# Provided data

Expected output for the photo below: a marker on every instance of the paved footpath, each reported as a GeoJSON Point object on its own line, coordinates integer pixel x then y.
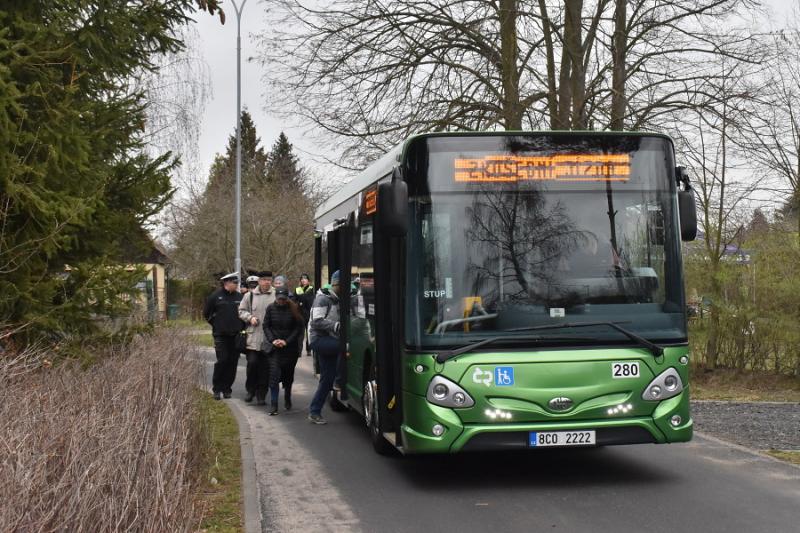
{"type": "Point", "coordinates": [293, 492]}
{"type": "Point", "coordinates": [308, 478]}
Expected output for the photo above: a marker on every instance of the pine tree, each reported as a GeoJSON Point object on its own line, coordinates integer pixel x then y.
{"type": "Point", "coordinates": [277, 214]}
{"type": "Point", "coordinates": [75, 182]}
{"type": "Point", "coordinates": [222, 176]}
{"type": "Point", "coordinates": [283, 165]}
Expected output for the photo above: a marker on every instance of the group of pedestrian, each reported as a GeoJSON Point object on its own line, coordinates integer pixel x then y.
{"type": "Point", "coordinates": [274, 321]}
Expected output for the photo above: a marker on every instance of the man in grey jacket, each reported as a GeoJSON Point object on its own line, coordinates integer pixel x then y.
{"type": "Point", "coordinates": [323, 338]}
{"type": "Point", "coordinates": [251, 312]}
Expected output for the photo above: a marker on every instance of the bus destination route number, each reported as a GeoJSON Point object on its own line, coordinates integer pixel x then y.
{"type": "Point", "coordinates": [539, 439]}
{"type": "Point", "coordinates": [625, 370]}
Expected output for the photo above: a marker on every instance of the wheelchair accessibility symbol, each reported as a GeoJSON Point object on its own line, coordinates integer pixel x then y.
{"type": "Point", "coordinates": [504, 376]}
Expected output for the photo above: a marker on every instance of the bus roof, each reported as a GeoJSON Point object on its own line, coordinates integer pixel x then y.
{"type": "Point", "coordinates": [383, 166]}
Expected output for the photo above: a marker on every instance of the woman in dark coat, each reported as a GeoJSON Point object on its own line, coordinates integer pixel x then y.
{"type": "Point", "coordinates": [283, 326]}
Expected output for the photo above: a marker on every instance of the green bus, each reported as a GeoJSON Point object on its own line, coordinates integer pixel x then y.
{"type": "Point", "coordinates": [513, 290]}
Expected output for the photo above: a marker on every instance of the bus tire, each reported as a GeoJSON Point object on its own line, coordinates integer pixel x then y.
{"type": "Point", "coordinates": [369, 403]}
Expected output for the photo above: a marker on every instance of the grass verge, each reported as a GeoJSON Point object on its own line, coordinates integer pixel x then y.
{"type": "Point", "coordinates": [736, 385]}
{"type": "Point", "coordinates": [221, 491]}
{"type": "Point", "coordinates": [789, 457]}
{"type": "Point", "coordinates": [205, 339]}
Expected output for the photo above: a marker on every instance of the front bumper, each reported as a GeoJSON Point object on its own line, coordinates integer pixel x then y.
{"type": "Point", "coordinates": [458, 437]}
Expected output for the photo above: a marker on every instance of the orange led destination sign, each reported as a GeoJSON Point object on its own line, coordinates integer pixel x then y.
{"type": "Point", "coordinates": [559, 167]}
{"type": "Point", "coordinates": [371, 201]}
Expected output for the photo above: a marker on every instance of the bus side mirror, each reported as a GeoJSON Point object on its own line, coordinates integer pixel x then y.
{"type": "Point", "coordinates": [687, 209]}
{"type": "Point", "coordinates": [393, 206]}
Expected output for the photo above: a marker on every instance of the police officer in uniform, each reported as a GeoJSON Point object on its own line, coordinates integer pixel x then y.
{"type": "Point", "coordinates": [222, 312]}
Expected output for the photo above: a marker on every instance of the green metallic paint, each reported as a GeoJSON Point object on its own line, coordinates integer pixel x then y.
{"type": "Point", "coordinates": [584, 375]}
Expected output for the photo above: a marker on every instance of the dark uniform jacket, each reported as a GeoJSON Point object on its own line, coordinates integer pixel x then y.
{"type": "Point", "coordinates": [305, 299]}
{"type": "Point", "coordinates": [280, 323]}
{"type": "Point", "coordinates": [222, 312]}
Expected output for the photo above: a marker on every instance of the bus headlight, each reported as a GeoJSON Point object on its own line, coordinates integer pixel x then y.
{"type": "Point", "coordinates": [440, 391]}
{"type": "Point", "coordinates": [665, 385]}
{"type": "Point", "coordinates": [445, 393]}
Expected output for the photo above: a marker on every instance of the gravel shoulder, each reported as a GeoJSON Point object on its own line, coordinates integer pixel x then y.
{"type": "Point", "coordinates": [757, 425]}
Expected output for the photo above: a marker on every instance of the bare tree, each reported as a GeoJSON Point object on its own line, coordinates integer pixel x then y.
{"type": "Point", "coordinates": [371, 73]}
{"type": "Point", "coordinates": [710, 139]}
{"type": "Point", "coordinates": [773, 137]}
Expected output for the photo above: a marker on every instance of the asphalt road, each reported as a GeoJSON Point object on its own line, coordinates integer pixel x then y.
{"type": "Point", "coordinates": [327, 478]}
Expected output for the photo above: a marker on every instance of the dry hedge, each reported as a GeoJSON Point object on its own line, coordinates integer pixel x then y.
{"type": "Point", "coordinates": [117, 447]}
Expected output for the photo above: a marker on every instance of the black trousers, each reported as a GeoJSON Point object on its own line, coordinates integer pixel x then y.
{"type": "Point", "coordinates": [287, 363]}
{"type": "Point", "coordinates": [257, 374]}
{"type": "Point", "coordinates": [225, 367]}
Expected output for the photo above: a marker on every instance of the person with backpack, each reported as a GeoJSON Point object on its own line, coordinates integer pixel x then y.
{"type": "Point", "coordinates": [324, 340]}
{"type": "Point", "coordinates": [304, 296]}
{"type": "Point", "coordinates": [251, 311]}
{"type": "Point", "coordinates": [282, 328]}
{"type": "Point", "coordinates": [221, 311]}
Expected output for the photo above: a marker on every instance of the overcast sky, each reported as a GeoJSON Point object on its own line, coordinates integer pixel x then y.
{"type": "Point", "coordinates": [218, 44]}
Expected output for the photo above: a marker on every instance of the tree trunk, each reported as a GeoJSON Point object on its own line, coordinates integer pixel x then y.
{"type": "Point", "coordinates": [509, 51]}
{"type": "Point", "coordinates": [713, 324]}
{"type": "Point", "coordinates": [619, 55]}
{"type": "Point", "coordinates": [573, 76]}
{"type": "Point", "coordinates": [552, 94]}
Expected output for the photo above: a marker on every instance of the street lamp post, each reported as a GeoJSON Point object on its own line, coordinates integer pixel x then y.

# Instructions for the task
Exclude every picture, then reproduce the remaining data character for character.

# Answer box
Expected output for the photo below: a marker on every instance of the paved footpath, each reported as a GeoJSON Point object on its own line, coordinates integer pixel x then y.
{"type": "Point", "coordinates": [293, 492]}
{"type": "Point", "coordinates": [308, 478]}
Expected output for the photo above: a marker on every instance of the pine tree, each reported as a GeoJSON Point object on its own line, coordinates integer pixel x then y.
{"type": "Point", "coordinates": [277, 214]}
{"type": "Point", "coordinates": [75, 182]}
{"type": "Point", "coordinates": [222, 176]}
{"type": "Point", "coordinates": [283, 165]}
Expected output for the photo above: a marker on every instance of the group of pedestrian, each reported as a GeoJSON Point object on its own line, coordinates integer pixel x then y.
{"type": "Point", "coordinates": [274, 321]}
Expected output for the photo above: a marker on every instance of the man in grey jacket, each reported as a GeoJSON Point object on its own line, coordinates integer pixel x then y.
{"type": "Point", "coordinates": [323, 338]}
{"type": "Point", "coordinates": [251, 312]}
Expected output for the photo above: a marker on every instance of the bus destination route number, each reported as a GeoJSON Point object on its own line, coordinates integer pixel x then y.
{"type": "Point", "coordinates": [539, 439]}
{"type": "Point", "coordinates": [625, 370]}
Expected output for the photo above: a marker on every instance of the wheelchair accessibility symbol, each reported as a GeoJSON Point object on its own line, coordinates integer pixel x then y.
{"type": "Point", "coordinates": [504, 376]}
Expected output for the photo above: a marker on every instance of the bus roof, each reported as a GeoJSON Point object on its own line, coordinates integer pixel x then y.
{"type": "Point", "coordinates": [383, 166]}
Expected output for the photo above: a marker on every instance of the woman in dark coat, each reported as a GeoJSON Point object on its own line, coordinates integer pixel x then y.
{"type": "Point", "coordinates": [283, 326]}
Expected output for the photo above: a marker on every instance of the green bus, each reported as a GeoJSON Point object on its own line, coordinates integer pixel x then y.
{"type": "Point", "coordinates": [513, 290]}
Expected output for the photo above: a marker on every instance of the bus tire, each reported as a GeoJSON Point object on its own line, coordinates integer pixel x then y.
{"type": "Point", "coordinates": [369, 403]}
Expected output for the photo above: a marker on every instance of the grass verge, each reported as a GeoJSON Point object on its own line, coordinates integer pixel x then y.
{"type": "Point", "coordinates": [736, 385]}
{"type": "Point", "coordinates": [221, 491]}
{"type": "Point", "coordinates": [789, 457]}
{"type": "Point", "coordinates": [205, 339]}
Expected output for the photo above: a marker on every instance of the front bumper, each reported as a GeoJSON Point object on its own line, coordinates integer pixel x then y.
{"type": "Point", "coordinates": [458, 437]}
Expected output for the photo above: a marker on every instance of the orange led destination sign, each reported as a GeoJSON Point object on its own line, coordinates integer pixel x then y.
{"type": "Point", "coordinates": [559, 167]}
{"type": "Point", "coordinates": [371, 201]}
Expected output for the photo above: a marker on every instance of the bus side mirror, each reported as a GeoJSON Point object on its own line, coordinates integer pixel x then y.
{"type": "Point", "coordinates": [687, 209]}
{"type": "Point", "coordinates": [393, 206]}
Expected output for the photo above: a marker on every instance of the police officer in uniform, each reported as a GeoJSON Point object on its own line, coordinates integer pixel x then y.
{"type": "Point", "coordinates": [222, 312]}
Expected output for the photo above: a marker on every instance of the green metallic paint, each reported as a GeoJSON Point object on its own line, coordinates integer pixel x then y.
{"type": "Point", "coordinates": [584, 375]}
Expected output for the photo above: a marker on every instance of the dark uniform jacket, each reported as a GeoJSON Point object on its own line, coordinates integer pixel x then y.
{"type": "Point", "coordinates": [305, 299]}
{"type": "Point", "coordinates": [280, 323]}
{"type": "Point", "coordinates": [222, 312]}
Expected output for the photo above: a marker on every instance of the bus headlight, each reported as a GeoJSON Point object on its own line, coordinates integer pixel x then y.
{"type": "Point", "coordinates": [440, 391]}
{"type": "Point", "coordinates": [665, 385]}
{"type": "Point", "coordinates": [445, 393]}
Expected output for the photo above: a marker on every instance of the gravel shoulder, each reported as a GeoJSON Point object on its own line, coordinates integer pixel x then y.
{"type": "Point", "coordinates": [757, 425]}
Expected output for the photo above: a marker on every instance of the bare tree, each reported as a GeoJSON Point object on its own line, coordinates integer pixel x then y.
{"type": "Point", "coordinates": [371, 73]}
{"type": "Point", "coordinates": [710, 139]}
{"type": "Point", "coordinates": [773, 137]}
Expected output for the photo above: a marker on every instance of the asphalt road, each reported as a GeoJSON Point object on its own line, coordinates integer pixel x then y.
{"type": "Point", "coordinates": [327, 478]}
Expected output for the photo above: a marker on every instance of the dry hedge, each reported as a GeoJSON Point object on its own line, coordinates integer pixel x then y.
{"type": "Point", "coordinates": [117, 447]}
Expected output for the photo above: a marker on every instance of the black trousers, each reported as a GeoJSON Point object on its own line, coordinates integer pixel x then y.
{"type": "Point", "coordinates": [287, 363]}
{"type": "Point", "coordinates": [257, 374]}
{"type": "Point", "coordinates": [225, 367]}
Expected output for the photo above: a marker on every instance of the person with backpack, each reported as a GeoJSON Point object on its own line, coordinates integer pixel x then y.
{"type": "Point", "coordinates": [324, 340]}
{"type": "Point", "coordinates": [304, 296]}
{"type": "Point", "coordinates": [251, 311]}
{"type": "Point", "coordinates": [282, 328]}
{"type": "Point", "coordinates": [221, 311]}
Expected output for the photo above: a marker on every instance of the overcast sky, each reported as a GeoJSON Point object on its own line, coordinates integer pixel x then y.
{"type": "Point", "coordinates": [218, 44]}
Expected output for the photo above: a marker on every instance of the tree trunk, each reported as a GeoJSON Point object on its own line, coordinates integer pixel x then y.
{"type": "Point", "coordinates": [509, 51]}
{"type": "Point", "coordinates": [713, 324]}
{"type": "Point", "coordinates": [619, 55]}
{"type": "Point", "coordinates": [573, 76]}
{"type": "Point", "coordinates": [552, 94]}
Expected output for the photo above: a marker on every instance of the street lamp post, each reported as a GeoJSON Point object on its own line, coordinates integer pixel x then y.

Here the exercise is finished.